→ **Your instructions**: Transcribe the records below in full; pictures stay out of the copy.

→ **Information shown**:

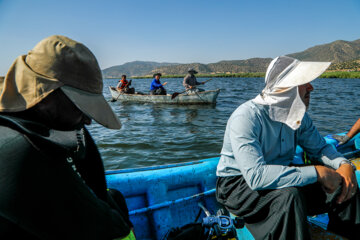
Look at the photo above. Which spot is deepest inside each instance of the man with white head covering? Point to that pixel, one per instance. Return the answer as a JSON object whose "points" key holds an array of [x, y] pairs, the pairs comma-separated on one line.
{"points": [[256, 177], [51, 174], [190, 81]]}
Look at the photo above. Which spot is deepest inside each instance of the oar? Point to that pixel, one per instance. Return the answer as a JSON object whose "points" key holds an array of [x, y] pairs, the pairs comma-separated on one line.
{"points": [[175, 94]]}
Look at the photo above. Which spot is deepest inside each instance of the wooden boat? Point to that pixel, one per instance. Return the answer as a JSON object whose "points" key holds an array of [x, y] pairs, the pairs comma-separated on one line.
{"points": [[205, 97], [163, 197]]}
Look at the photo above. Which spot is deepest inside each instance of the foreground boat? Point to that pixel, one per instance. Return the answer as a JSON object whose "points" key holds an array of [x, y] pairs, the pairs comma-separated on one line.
{"points": [[206, 97], [162, 197]]}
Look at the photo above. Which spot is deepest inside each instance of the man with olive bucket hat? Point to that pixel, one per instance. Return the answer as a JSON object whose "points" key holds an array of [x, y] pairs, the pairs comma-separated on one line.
{"points": [[51, 174], [256, 177]]}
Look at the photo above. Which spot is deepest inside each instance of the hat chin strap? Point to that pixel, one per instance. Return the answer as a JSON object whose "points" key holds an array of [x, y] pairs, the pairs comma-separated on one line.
{"points": [[285, 106]]}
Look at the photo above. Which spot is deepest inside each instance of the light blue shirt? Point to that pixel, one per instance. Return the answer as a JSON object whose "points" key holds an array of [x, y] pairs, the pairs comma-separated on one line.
{"points": [[261, 149]]}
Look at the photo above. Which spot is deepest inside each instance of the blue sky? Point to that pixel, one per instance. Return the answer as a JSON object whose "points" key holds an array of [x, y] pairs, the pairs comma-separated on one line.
{"points": [[180, 31]]}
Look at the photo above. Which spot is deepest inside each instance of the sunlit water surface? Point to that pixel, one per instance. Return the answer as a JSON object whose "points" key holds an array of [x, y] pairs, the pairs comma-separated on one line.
{"points": [[161, 134]]}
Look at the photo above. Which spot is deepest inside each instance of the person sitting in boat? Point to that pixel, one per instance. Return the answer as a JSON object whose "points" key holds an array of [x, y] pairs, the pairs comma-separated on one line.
{"points": [[355, 129], [156, 87], [124, 86], [256, 178], [52, 177], [190, 82]]}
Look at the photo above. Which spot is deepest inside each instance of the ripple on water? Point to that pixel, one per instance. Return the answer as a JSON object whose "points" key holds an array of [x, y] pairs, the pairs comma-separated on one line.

→ **Response to the task**:
Look at the photo above. Which spot is deepest inside each instance of the man with white head covering? Point to that pixel, one per instance. Return the answer as a JSON object whose "points" key holds an array of [x, y] pairs, the pairs comma-separated on one line.
{"points": [[256, 177], [51, 174], [190, 81]]}
Look at the photo above. Which spot is deepest inside each instance of the oar? Point to that pixel, one per instance. Return the answer as a JSON object whose "points" key holds an array of [x, y] pairs, the pairs comma-separated on one line.
{"points": [[175, 94]]}
Look at the photo above. Which spot is deepest inside each instance of the wooden boat? Point to that pixel, one per instance. Return the answer as a JSON object whose "points" key holds an array of [x, y] pairs, the pairs comma-separated on one line.
{"points": [[205, 97], [163, 197]]}
Look at the photo above. Which spot is deepest inside each instance of the foreground boat? Point to that pixel, one per instance. Return the answer as a JSON object whose "points" key holds an array of [x, y] pairs, the pairs comma-separated on one line.
{"points": [[206, 97], [162, 197]]}
Look at the photo above. Which spot is deepest inside each instance of the man with olive bucket hat? Point to that pixel, one per instance. Return the answer as a JSON object whose "points" key holds an array of [x, y] pairs, the pairs comma-separated on one line.
{"points": [[51, 174], [256, 177]]}
Look at the photo above. Which spot is deepest inside each instance of the hat chin strap? Point to that pixel, one per instance. Return the answer as a JSON object whose "points" key holds an array of [x, y] pairs, the pairs comma-separated on one line.
{"points": [[285, 106]]}
Look at the photo above. Which spot is deepest inside each instance of the light blue shirt? Point to that pixel, one per instance. Return the answer as a JSON object whose "points" key holds an array of [x, y] pairs, the pairs comma-separated on one line.
{"points": [[261, 149]]}
Look at the photo above. Which spot is deepest inside each instance of the blue sky? Point to that pixel, one per instance. Return the answer as a JSON object whose "points" key holds an array of [x, y] pairs, the pairs comma-separated on one line.
{"points": [[180, 31]]}
Look at the photo above. Which spot is deepest inside each instance of the sunlit water surface? Point to that pixel, one per instance. Return the answer as a JSON object whose "points" key holds an array of [x, y] pairs, the pairs comma-separated on one line.
{"points": [[161, 134]]}
Look at the photo above. Which spot is deepest inside each instance of the person sitting in boat? Point to that pixel, one per instance. Return the answer as a JSON object whose "points" key holds an array of [x, y] pairs, the pairs comma-separated on one line.
{"points": [[355, 129], [156, 87], [124, 86], [256, 178], [52, 177], [190, 82]]}
Look at the photo above. Which spot is deepest inside each instance of the ripple on water? Point to that pixel, one per instance. Return the answer as a JSON object whose "points" key holds an array of [x, y] pairs, the pairs comma-separated on one line.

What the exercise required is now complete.